**Tâches et exercices**
1. Selon le texte sur les antennes relais de téléphonie mobile, quelle association joinvillaise adhère à Priartem ?
2. Reprenez la rédaction du texte sur les antennes relais de téléphonie mobile à la suite de sa dernière phrase.

**Extrait fourni**
-----

Je reprends ici un dossier publié par Grandes Villes Hebdo (N° 793 - 23 avril 2009), publication de l’Association des maires des grandes villes de France, qui fait le point sur le dossier des antennes relais de téléphonie mobile et en rappelle les enjeux. J’ai déjà parlé des enjeux locaux autour de cette question, qui a agité la chronique du quartier de Polangis à Joinville-le-Pont notamment. Mais il me semble important de donner ici cet éclairage plus complet sur le sujet.
Pour déployer la téléphonie mobile de troisième génération (UMTS), faire place à un quatrième opérateur, comme pour déployer la TNT, la technologie Wimax ou la télévision mobile personnelle, les opérateurs sont à la recherche de toujours plus de « points hauts » pour installer leurs antennes. L’absence de mutualisation des points hauts - sauf pour ceux qui sont fournis par des collectivités - multiplie en outre le problème par le nombre d’opérateurs.
L’implantation de nouvelles antennes tend à devenir chaque année plus problématique du fait des réticences des riverains, parfois très influencés par des associations telles que « Robin des Toits » ou « Priartem » (Pour une Réglementation des Implantations d’Antennes Relais de Téléphonie Mobile) ; cette dernière association a un adhérent joinvillais, l’Association pour la sauvegarde de l’environnement de Polangis et du quai de la Marne (Asep).
Les craintes des riverains se focalisent sur les effets potentiels des ondes des antennes relais sur la santé. Si les grandes institutions sanitaires - comme l’OMS ou l’AFSSET - estiment que les ondes des antennes relais sont inoffensives pour la santé humaine, quelques études récentes (contestées) tendraient à entamer cette unanimité. Les associations estiment que pour éviter tout risque sanitaire, il faut réduire les niveaux d’émission des antennes relais, comme l’ont fait un certain nombre de pays européens.
Les villes sont donc toutes aujourd’hui face à un dilemme :
- faciliter le travail des opérateurs (qui ont des obligations de couverture fixées par la loi) pour répondre aux souhaits des utilisateurs de bénéficier de services mobiles de qualité ;
- prendre en compte les préoccupations des habitants qui ne se satisfont pas des réponses apportées : l’information des riverains est généralement pilotée par les opérateurs, telles les mesures de champs et la majorité des études.

-----

**Extrait de données**
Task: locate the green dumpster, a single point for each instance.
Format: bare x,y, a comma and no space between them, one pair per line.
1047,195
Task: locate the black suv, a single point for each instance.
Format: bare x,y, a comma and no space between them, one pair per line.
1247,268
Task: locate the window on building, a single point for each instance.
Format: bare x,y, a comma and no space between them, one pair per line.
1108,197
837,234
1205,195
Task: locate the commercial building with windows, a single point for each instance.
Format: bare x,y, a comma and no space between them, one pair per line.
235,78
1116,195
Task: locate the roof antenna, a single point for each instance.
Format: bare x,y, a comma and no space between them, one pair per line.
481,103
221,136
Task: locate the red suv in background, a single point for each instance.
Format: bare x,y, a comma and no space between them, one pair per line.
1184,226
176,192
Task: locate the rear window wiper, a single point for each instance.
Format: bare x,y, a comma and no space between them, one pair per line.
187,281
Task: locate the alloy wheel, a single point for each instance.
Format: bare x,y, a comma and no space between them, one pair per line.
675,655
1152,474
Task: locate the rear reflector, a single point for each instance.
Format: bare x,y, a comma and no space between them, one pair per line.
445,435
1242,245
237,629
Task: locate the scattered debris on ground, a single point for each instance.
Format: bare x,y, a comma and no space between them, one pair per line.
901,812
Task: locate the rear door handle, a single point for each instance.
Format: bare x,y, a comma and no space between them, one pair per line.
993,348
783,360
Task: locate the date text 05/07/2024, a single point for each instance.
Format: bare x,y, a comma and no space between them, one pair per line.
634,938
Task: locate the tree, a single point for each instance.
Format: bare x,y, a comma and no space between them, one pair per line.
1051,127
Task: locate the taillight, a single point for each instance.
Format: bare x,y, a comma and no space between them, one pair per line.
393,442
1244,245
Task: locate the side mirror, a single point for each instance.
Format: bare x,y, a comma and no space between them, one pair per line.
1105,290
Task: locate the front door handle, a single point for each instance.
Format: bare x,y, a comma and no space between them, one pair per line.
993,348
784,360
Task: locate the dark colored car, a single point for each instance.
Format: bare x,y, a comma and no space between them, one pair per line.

-----

**Réponses**
1. L'Association pour la sauvegarde de l'environnement de Polangis et du quai de la Marne (Asep).

2.
Jusqu’à la décision, le 4 février 2009, de la Cour d’appel de Versailles d’exiger le démontage d’une antenne relais (de Bouygues Télécom) à Tassin-la-Demi-Lune (Rhône), tant les tribunaux civils qu’administratifs avaient toujours rejeté, en appel, l’argument du principe de précaution pour les antennes relais. Les arrêtés des maires exigeant des distances minimales d’implantation des antennes par rapport à des lieux sensibles (hôpitaux, écoles, etc.) ont tous été annulés. Selon le Conseil d’État, un maire ne peut s’opposer à l’implantation d’une antenne pour un motif sanitaire.
La décision du tribunal de Versailles peut cependant ouvrir la voie à une multiplication des contentieux : il y a 45 000 antennes en France.
Or, après cette décision de la Cour d’appel de Versailles, sont notamment intervenues récemment celle du Tribunal de grande instance de Carpentras, prescrivant le démontage d’une antenne (SFR) à Châteauneuf-du-Pape (Vaucluse) et celle du Tribunal de grande instance d’Angers qui a fait droit, dans une décision du 5 mars, à la demande des habitants d’une commune du Maine-et-Loire, Notre-Dame-d’Allençon.
Ces derniers contestaient l’installation d’une antenne de téléphonie mobile (Orange) dans le clocher de l’église, au motif de la proximité, moins de cinquante mètres, de l’école maternelle et primaire. Le tribunal a décidé d’interdire cette installation en retenant «qu’il y a un risque sanitaire pour les populations riveraines» et en s’appuyant sur un rapport de la direction générale de la Santé, qui indique: «Il est préférable de réduire au minimun le niveau d’exposition des personnes potentiellement sensibles telles que les enfants ou certaines personnes malades».
Dans ces trois cas, la justice s’est prononcée en faveur des demandes des habitants relatives aux effets sur la santé, au nom du principe de précaution.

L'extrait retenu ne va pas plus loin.